Because of the acute water scarcity in this region, some community members walk more than two hours each way to fill their buckets and jerrycans with salty, unsafe water. They arrive home feeling exhausted and unable to focus entirely on other activities such as farming and livestock keeping.
The arid climate means that the river that once flowed through this region is now dry most of the year. This leaves the people here with two options: buy water or dig a deep scoop hole (pictured below) where the river once was to reach water deep underground.
"I have to walk together with the rest of my family to fetch water from the water point, which culminates into exhaustion," said Cynthia M., 17 (pictured below). "Despite walking over five kilometers (three miles) to purchase water from the water points within the community, the water is salty and contaminated."
Hygiene and sanitation in the area are below human standards. Most of the community members are unable to brush their teeth or bathe because of the water crisis. Homes are not cleaned regularly. Poultry animals can also find their way to households' interiors, which further deteriorates hygiene.
Latrines are rarely cleaned, with most families pouring wood ash inside to reduce the unpleasant smell. The latrines' pits are also open so that houseflies can spread germs to other homestead areas.
Because of the unsafe water and unclean conditions, people complain of stomach aches, while others have been diagnosed with infections such as typhoid, amoeba, and dysentery.

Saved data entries
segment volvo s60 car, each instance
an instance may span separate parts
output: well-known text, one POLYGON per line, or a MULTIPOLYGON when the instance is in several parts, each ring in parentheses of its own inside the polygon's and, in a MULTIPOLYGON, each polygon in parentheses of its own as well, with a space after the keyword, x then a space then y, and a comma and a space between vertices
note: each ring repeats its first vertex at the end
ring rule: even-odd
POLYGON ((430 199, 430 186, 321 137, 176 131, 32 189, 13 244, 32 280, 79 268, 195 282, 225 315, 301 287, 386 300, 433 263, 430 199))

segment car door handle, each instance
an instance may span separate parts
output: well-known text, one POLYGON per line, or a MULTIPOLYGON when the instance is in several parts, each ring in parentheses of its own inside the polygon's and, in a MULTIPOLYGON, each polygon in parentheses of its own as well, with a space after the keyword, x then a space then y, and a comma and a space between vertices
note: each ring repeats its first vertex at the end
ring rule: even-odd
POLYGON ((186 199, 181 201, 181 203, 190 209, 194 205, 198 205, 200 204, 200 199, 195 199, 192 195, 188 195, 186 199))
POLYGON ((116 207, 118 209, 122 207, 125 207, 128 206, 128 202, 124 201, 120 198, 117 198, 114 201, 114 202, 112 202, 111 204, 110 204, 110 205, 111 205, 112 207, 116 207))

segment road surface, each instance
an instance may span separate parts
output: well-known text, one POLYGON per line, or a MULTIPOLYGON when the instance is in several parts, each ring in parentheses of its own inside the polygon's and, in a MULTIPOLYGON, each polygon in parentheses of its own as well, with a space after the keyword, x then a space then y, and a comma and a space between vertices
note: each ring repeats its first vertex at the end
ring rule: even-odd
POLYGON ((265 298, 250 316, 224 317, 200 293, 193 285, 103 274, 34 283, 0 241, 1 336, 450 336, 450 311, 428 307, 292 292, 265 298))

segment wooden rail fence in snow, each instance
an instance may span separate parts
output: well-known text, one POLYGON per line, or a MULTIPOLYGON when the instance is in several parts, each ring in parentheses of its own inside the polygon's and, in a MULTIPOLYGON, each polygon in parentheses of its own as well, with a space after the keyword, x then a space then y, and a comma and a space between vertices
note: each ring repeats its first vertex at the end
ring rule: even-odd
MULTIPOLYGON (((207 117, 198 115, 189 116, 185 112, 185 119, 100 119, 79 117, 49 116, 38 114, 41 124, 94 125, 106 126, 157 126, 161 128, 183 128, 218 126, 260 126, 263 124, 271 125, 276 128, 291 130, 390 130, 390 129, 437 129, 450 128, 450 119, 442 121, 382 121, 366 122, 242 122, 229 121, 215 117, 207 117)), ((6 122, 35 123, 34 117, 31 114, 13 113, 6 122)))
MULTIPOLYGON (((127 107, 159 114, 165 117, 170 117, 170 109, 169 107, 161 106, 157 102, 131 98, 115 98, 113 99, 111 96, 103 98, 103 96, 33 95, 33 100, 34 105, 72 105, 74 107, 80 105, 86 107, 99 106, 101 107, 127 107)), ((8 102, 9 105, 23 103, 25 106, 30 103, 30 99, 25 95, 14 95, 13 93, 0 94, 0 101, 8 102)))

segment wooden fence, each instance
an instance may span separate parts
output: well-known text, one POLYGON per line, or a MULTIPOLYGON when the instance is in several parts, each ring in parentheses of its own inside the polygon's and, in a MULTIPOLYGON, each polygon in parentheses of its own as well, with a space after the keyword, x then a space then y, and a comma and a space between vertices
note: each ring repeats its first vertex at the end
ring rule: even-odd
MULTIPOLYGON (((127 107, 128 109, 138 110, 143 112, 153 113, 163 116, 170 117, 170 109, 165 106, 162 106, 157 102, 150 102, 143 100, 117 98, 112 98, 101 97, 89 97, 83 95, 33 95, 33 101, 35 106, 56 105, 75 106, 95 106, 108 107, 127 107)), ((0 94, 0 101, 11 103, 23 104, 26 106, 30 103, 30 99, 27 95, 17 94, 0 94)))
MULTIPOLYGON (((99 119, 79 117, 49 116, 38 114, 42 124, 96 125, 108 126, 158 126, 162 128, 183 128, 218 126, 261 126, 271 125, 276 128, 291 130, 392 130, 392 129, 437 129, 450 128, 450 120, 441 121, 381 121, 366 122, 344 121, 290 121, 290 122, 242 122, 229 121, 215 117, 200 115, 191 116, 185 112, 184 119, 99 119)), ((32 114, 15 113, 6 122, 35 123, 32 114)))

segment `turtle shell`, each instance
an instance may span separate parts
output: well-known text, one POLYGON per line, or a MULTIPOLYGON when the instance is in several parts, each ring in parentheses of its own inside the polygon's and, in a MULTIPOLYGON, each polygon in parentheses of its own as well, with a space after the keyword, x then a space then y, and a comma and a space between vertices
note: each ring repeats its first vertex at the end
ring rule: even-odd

# Required work
(1) From the passage on water scarcity above the listing, reproduce everything from "Hygiene and sanitation" down to "amoeba, and dysentery.".
(2) Name every infection that the passage on water scarcity says people have been diagnosed with.
(3) Pick up the passage on water scarcity after its final sentence and carry it forward.

# Response list
(1)
Hygiene and sanitation in the area are below human standards. Most of the community members are unable to brush their teeth or bathe because of the water crisis. Homes are not cleaned regularly. Poultry animals can also find their way to households' interiors, which further deteriorates hygiene.
Latrines are rarely cleaned, with most families pouring wood ash inside to reduce the unpleasant smell. The latrines' pits are also open so that houseflies can spread germs to other homestead areas.
Because of the unsafe water and unclean conditions, people complain of stomach aches, while others have been diagnosed with infections such as typhoid, amoeba, and dysentery.

(2) typhoid, amoeba, dysentery

(3)
"With the construction of the sand dam and shallow well, my water scarcity issues will be thwarted, and I can concentrate on my studies more," Cynthia concluded.
Reliable Water for Kiliku
Our main entry point into this community has been the Kiliku Self-Help Group, which comprises households working together to address water and food scarcity in their region. These members will be our hands and feet in constructing water projects and spreading the message of good hygiene and sanitation to everyone.
This particular hand-dug well will be built adjacent to a sand dam project, which will supply clean drinking water once it rains. We have provided the group with the tools needed for excavation. With the guidance of our artisans and mechanics, the excavated well will be cased, sealed with a well pad, and then finished with a new AfriDev pump.
Excavation takes a month or more on average, depending on the nature of the rock beneath. Construction of the well lining and installation of the pump takes 12 days maximum. The well will be lined with a concrete wall including perforations so that once it rains, water will filter in from the sand dam.
This well will bring clean water closer to families.
These community members currently do their best to practice good hygiene and sanitation, but their severe lack of water has significantly hindered reaching their fullest potential.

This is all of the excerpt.